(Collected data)
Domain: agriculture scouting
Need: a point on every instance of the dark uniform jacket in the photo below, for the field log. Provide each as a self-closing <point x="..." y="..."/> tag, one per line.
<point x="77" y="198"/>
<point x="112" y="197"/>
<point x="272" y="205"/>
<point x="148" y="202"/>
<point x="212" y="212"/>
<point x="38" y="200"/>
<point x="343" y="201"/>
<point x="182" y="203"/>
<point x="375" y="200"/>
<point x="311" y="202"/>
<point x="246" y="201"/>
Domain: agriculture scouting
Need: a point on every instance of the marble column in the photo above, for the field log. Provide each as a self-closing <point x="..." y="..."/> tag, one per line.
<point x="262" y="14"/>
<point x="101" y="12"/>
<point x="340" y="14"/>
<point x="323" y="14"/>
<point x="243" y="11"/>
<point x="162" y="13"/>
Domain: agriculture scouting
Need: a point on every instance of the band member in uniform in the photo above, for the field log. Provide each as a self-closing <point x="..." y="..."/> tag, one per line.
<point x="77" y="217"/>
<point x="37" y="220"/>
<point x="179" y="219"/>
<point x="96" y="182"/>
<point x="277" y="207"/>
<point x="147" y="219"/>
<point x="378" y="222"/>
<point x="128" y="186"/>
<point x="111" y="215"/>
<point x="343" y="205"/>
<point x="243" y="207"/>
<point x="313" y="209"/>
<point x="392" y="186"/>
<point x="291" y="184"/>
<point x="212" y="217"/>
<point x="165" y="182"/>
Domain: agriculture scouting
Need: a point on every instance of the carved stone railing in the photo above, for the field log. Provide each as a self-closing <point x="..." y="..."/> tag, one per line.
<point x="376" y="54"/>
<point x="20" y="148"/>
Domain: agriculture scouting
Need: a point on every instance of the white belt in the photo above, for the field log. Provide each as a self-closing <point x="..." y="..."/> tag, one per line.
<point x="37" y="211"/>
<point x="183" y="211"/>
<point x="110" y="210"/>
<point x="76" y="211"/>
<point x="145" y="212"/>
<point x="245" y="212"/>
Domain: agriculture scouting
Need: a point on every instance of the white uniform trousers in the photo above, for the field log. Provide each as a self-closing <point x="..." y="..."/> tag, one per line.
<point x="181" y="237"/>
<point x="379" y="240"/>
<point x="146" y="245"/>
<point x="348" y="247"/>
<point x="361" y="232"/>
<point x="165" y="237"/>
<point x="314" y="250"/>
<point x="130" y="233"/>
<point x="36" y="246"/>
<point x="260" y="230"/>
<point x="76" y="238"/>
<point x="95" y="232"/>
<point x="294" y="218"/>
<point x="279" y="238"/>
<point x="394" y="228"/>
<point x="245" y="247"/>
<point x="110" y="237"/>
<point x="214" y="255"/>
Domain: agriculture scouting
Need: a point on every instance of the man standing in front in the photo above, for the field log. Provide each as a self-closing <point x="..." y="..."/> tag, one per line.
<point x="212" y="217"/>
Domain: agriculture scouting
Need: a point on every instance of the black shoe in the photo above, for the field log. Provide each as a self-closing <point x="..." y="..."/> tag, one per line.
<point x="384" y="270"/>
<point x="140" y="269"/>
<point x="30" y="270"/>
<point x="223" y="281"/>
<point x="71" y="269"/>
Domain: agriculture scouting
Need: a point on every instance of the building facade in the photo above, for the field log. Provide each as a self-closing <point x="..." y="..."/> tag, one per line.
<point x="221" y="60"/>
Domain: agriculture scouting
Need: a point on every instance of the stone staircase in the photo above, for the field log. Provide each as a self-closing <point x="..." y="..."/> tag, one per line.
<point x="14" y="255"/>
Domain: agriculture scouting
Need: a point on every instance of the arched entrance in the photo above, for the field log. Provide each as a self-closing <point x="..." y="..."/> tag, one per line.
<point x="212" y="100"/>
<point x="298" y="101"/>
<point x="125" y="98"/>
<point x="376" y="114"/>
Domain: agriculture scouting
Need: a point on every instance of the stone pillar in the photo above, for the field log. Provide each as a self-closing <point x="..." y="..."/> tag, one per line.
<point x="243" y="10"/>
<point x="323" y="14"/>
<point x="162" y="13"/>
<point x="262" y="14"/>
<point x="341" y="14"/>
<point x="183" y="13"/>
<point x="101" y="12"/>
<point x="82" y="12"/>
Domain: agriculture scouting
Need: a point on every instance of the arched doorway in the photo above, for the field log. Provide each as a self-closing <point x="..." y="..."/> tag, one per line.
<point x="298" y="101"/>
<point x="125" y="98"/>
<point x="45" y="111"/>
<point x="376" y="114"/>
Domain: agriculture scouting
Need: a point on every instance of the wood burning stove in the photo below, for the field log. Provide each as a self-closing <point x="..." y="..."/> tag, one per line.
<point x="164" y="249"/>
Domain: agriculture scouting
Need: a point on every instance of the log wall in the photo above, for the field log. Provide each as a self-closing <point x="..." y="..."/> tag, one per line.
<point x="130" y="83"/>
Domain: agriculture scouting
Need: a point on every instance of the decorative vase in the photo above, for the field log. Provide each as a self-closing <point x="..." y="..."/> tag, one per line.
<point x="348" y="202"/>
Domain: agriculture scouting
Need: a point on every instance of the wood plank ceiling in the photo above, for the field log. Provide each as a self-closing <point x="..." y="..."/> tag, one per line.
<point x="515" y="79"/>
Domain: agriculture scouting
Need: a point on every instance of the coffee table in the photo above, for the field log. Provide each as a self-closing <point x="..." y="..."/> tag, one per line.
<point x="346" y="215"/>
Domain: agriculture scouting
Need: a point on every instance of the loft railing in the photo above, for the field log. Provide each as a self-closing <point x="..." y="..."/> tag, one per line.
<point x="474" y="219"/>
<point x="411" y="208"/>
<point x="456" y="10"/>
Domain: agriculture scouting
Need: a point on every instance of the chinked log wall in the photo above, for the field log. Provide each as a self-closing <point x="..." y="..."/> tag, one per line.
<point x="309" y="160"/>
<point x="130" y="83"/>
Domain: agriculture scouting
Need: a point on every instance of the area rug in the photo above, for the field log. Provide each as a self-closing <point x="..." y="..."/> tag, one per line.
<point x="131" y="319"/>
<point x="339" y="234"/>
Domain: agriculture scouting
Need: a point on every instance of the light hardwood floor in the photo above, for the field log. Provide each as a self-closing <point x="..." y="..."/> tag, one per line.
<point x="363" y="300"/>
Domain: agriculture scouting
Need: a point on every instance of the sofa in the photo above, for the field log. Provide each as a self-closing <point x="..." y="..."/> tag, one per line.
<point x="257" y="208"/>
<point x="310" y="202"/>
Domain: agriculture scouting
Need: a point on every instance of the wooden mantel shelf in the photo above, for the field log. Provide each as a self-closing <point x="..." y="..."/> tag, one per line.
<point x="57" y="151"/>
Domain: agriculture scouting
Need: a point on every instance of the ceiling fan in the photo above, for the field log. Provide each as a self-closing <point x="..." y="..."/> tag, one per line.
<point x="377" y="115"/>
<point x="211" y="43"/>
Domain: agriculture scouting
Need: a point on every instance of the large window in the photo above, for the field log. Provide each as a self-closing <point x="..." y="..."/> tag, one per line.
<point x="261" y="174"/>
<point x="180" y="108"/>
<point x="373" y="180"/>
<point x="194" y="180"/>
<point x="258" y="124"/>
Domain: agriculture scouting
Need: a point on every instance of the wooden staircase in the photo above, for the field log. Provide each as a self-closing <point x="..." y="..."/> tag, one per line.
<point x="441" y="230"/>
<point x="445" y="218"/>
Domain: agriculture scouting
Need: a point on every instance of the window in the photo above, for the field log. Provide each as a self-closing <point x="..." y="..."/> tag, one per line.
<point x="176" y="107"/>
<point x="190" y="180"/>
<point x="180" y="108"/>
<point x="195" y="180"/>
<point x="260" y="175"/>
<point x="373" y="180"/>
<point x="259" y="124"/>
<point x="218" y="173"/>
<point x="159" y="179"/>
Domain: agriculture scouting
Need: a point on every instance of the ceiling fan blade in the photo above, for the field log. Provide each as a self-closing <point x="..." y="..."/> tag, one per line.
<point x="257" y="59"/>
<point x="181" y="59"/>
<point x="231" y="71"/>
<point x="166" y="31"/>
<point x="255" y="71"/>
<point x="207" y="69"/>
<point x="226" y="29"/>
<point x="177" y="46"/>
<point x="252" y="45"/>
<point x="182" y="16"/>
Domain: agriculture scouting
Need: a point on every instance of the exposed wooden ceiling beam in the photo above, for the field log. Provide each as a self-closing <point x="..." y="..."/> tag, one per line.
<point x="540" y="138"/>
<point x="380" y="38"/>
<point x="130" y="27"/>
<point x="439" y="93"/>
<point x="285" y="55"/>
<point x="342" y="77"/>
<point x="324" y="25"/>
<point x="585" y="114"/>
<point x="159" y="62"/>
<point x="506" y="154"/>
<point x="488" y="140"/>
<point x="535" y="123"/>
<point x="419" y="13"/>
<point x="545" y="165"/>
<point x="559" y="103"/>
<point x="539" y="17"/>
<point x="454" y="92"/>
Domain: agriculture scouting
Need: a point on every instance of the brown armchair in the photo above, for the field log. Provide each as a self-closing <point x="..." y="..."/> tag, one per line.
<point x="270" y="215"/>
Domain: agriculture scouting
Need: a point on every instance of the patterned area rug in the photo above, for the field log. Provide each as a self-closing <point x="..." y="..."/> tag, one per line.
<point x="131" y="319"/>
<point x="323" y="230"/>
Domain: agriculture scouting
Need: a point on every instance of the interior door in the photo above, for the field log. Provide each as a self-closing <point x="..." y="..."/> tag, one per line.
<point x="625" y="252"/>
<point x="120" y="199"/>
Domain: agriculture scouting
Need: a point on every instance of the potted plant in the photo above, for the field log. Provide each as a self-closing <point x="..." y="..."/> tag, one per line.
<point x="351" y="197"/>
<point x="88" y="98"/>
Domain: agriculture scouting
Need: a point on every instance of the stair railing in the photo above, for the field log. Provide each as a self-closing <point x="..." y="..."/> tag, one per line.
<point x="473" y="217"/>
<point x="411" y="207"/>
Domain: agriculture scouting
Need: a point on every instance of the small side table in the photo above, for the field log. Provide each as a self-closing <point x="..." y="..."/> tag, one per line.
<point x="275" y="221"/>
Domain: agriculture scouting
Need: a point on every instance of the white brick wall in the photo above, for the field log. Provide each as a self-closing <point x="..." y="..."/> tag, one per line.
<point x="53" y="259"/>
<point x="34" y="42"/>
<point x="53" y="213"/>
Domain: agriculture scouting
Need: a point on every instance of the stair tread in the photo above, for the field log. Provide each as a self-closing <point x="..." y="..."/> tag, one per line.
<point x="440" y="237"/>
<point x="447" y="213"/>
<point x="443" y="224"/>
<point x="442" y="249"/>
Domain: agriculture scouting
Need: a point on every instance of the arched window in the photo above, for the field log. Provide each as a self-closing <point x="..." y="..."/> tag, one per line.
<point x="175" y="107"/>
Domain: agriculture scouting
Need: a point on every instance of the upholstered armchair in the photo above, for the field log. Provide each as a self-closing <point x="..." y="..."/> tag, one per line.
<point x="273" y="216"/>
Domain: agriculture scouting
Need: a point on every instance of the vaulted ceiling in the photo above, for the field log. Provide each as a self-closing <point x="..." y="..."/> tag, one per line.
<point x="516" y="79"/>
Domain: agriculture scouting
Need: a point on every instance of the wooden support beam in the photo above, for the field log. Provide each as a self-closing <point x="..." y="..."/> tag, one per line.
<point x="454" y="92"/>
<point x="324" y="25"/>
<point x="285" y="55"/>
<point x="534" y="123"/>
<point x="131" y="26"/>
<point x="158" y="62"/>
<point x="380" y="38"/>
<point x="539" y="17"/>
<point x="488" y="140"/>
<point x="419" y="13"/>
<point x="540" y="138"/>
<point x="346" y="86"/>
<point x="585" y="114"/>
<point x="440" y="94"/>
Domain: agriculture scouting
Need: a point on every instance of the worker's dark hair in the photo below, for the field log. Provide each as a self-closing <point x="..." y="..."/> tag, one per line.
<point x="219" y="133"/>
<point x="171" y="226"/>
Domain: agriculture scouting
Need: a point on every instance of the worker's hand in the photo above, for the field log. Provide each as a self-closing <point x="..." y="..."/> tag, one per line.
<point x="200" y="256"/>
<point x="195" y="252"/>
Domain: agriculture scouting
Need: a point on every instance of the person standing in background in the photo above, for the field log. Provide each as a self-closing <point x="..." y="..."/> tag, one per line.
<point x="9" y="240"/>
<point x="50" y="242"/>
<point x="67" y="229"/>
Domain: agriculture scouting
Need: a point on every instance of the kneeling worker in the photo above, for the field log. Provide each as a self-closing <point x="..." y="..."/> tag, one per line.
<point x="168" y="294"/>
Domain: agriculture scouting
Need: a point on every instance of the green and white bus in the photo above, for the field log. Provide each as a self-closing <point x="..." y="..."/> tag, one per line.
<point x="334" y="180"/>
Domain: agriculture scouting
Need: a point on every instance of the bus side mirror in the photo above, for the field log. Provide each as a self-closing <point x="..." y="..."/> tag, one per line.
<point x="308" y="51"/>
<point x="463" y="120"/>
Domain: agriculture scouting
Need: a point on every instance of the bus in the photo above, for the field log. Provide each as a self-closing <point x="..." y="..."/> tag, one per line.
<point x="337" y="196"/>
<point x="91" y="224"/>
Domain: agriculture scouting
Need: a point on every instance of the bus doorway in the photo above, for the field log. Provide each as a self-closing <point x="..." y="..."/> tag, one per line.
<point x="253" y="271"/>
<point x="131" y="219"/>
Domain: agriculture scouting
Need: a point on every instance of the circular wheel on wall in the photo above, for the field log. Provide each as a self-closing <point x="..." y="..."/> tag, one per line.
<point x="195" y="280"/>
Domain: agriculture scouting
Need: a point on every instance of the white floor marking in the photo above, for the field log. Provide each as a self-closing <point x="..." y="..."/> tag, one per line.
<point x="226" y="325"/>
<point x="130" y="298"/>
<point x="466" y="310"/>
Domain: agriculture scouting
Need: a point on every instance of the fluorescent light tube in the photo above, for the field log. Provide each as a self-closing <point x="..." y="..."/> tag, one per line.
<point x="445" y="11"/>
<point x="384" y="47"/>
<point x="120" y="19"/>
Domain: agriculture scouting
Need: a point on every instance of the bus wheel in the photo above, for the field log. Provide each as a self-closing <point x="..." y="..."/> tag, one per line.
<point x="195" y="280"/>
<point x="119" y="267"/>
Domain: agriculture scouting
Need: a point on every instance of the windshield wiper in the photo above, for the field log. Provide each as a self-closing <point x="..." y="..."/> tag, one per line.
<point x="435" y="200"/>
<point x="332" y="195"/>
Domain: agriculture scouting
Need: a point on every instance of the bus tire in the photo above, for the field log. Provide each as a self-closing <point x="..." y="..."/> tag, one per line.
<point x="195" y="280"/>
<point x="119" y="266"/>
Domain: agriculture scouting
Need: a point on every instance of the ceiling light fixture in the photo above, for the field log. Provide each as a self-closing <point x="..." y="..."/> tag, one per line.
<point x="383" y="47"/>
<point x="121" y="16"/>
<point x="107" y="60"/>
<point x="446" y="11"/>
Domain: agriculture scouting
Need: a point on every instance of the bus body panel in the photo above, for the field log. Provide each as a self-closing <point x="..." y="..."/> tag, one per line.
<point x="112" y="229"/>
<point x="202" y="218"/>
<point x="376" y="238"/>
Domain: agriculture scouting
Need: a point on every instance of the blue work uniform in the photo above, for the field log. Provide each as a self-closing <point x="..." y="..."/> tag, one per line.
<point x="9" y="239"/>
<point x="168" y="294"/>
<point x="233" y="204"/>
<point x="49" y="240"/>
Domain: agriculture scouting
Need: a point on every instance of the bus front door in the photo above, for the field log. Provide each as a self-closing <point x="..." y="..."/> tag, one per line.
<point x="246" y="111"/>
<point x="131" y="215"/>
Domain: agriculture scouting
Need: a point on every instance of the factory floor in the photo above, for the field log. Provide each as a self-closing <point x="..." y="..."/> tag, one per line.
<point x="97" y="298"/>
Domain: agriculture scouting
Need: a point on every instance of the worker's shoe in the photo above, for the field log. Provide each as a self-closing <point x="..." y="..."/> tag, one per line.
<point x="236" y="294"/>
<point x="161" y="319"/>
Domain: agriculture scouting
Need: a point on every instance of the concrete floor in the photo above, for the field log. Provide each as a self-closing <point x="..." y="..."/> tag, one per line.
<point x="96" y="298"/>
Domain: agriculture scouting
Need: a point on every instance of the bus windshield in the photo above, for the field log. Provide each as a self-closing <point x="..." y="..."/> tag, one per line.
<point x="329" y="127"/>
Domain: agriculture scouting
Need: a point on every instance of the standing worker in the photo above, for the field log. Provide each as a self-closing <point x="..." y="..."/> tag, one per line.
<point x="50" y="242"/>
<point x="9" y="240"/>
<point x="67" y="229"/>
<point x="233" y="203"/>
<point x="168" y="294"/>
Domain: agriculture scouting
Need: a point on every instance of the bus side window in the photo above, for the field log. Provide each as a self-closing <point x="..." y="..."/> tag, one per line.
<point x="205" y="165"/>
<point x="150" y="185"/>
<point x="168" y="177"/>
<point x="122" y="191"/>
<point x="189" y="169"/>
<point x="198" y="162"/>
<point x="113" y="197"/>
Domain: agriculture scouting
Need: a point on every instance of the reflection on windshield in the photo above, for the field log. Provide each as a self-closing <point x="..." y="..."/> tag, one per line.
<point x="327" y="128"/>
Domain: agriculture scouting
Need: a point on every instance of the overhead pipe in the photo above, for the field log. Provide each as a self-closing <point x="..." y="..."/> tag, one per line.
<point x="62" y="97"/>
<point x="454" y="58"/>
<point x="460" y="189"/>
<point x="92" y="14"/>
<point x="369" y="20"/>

Work required
Pull out every line above that contains the word "uniform", treating uppercase and lowercase as different.

Response
Need: a point on every instance of the dark uniform jacket in the photo below, for the field log. Provide each as a self-closing <point x="..." y="..."/> tag, one per line.
Need: a point on every instance of the band member in uniform in the photo above, for the field log. Provide each as a self-closing <point x="..." y="..."/> tag, one per line.
Need: a point on every instance of the white uniform trousers in the photo above, for the field log. Provide each as a self-closing <point x="..." y="..."/> tag, one per line.
Need: a point on every instance of the blue work uniform in the photo above, for the field log. Provide each as a self-closing <point x="..." y="..."/> tag, one per line.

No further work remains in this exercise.